• **Task requirements**: Transcribe each line below word for word.

Source data
-- Opening Marker --
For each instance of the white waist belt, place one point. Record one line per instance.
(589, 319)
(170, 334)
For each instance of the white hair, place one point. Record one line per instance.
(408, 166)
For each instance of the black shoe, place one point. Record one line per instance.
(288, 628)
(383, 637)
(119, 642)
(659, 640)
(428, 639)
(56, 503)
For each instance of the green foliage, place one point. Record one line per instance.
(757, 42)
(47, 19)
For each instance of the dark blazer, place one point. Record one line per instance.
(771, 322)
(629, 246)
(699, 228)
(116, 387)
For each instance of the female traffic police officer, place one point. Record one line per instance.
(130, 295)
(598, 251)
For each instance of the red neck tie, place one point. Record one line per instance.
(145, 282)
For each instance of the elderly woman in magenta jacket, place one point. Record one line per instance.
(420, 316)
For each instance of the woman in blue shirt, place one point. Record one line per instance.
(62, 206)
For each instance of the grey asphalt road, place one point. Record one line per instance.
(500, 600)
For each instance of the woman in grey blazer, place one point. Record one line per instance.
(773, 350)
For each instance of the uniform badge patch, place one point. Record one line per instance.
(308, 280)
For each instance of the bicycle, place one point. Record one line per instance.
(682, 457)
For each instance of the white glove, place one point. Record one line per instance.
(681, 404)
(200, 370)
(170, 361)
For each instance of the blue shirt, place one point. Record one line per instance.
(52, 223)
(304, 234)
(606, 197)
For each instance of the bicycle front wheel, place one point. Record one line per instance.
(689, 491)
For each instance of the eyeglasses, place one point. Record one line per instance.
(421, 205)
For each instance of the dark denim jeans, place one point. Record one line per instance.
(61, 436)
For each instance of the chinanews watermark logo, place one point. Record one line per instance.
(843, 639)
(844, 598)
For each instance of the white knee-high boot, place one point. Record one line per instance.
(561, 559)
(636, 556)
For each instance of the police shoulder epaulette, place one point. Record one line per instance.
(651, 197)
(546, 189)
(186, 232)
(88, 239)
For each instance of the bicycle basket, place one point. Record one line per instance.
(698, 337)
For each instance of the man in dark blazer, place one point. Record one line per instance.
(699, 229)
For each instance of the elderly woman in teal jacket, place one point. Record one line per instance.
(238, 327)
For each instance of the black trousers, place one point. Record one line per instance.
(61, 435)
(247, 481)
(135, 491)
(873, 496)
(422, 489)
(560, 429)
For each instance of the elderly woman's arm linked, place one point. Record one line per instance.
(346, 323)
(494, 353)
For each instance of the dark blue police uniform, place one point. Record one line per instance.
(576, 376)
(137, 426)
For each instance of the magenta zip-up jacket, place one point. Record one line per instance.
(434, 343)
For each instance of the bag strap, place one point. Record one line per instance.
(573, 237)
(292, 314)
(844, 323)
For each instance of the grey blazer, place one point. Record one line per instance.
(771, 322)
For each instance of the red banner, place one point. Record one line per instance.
-- Closing Marker --
• **Task output**:
For each instance of the white waist belt, place one point. Record one line per instance.
(589, 319)
(170, 334)
For each instance of the white hair, place one point. Record one line per instance.
(408, 166)
For each instance of the black shoe, place one point. Record one line per instance.
(288, 628)
(383, 637)
(119, 642)
(659, 640)
(428, 639)
(56, 503)
For each instance of the green foliage, place one point. Record one line per instance.
(757, 42)
(47, 19)
For each instance of the dark blazer, place one point. Record one line per instance.
(771, 322)
(629, 246)
(699, 228)
(116, 387)
For each instance of the female traffic police officer, place one point. Record one line per instance.
(130, 295)
(598, 251)
For each instance of the red neck tie, place one point. Record one line per instance.
(145, 282)
For each instance of the elderly woman in magenta jacket, place one point. Record one line per instance.
(420, 316)
For each instance of the woman in blue shirt, place one point. Record one line per instance.
(62, 206)
For each instance of the grey asphalt road, place one point. Record one line per instance.
(500, 600)
For each instance of the woman in grey blazer, place one point. Record one line per instance.
(773, 350)
For each instance of the uniform badge patch, place one point. Record one line per instance.
(308, 280)
For each instance of the bicycle, place one point. Record one line per instance.
(682, 457)
For each instance of the white glove, place one point. Record one line per instance.
(681, 404)
(200, 370)
(170, 361)
For each instance of the blue shirt, place one point. Record one line per instance.
(52, 223)
(304, 234)
(606, 197)
For each instance of the bicycle front wheel, place one point. Record one line per instance.
(689, 491)
For each instance of the eyeglasses, place one point. Record one line per instance.
(421, 205)
For each instance of the dark denim jeans, place one point. Record one line per instance.
(61, 436)
For each instance of the chinanews watermark logo, place one point. Record one line per instance.
(843, 639)
(844, 598)
For each instance of the white knee-high boot, place one point. Record one line per instance.
(561, 559)
(636, 556)
For each instance of the police shoulder epaulette, place one point. Record one line per instance.
(651, 197)
(546, 189)
(186, 232)
(88, 239)
For each instance of the bicycle basket, place one point. Record one line per instance.
(698, 337)
For each instance of the man in dark blazer, place one point. Record one line per instance.
(699, 229)
For each instance of the elderly woman in teal jacket, place one point. Record one line per instance.
(238, 327)
For each instance of the black trousers, place one point. Record one line per instance.
(61, 435)
(247, 481)
(135, 491)
(873, 496)
(422, 489)
(560, 429)
For each instance of the elderly woman's arm linked, place one point. Record one line per instance.
(346, 323)
(494, 353)
For each instance of the dark blue police uniform, place one point. Record one line per instance.
(576, 376)
(137, 426)
For each instance of the magenta zip-up jacket, place one point. Record one line per instance.
(434, 343)
For each instance of the bag strap, place one point. Record one line per instance.
(573, 237)
(292, 314)
(844, 323)
For each instance of the grey blazer, place one point. Record one line per instance.
(771, 322)
For each instance of the red banner, place one point. Record one line per instance.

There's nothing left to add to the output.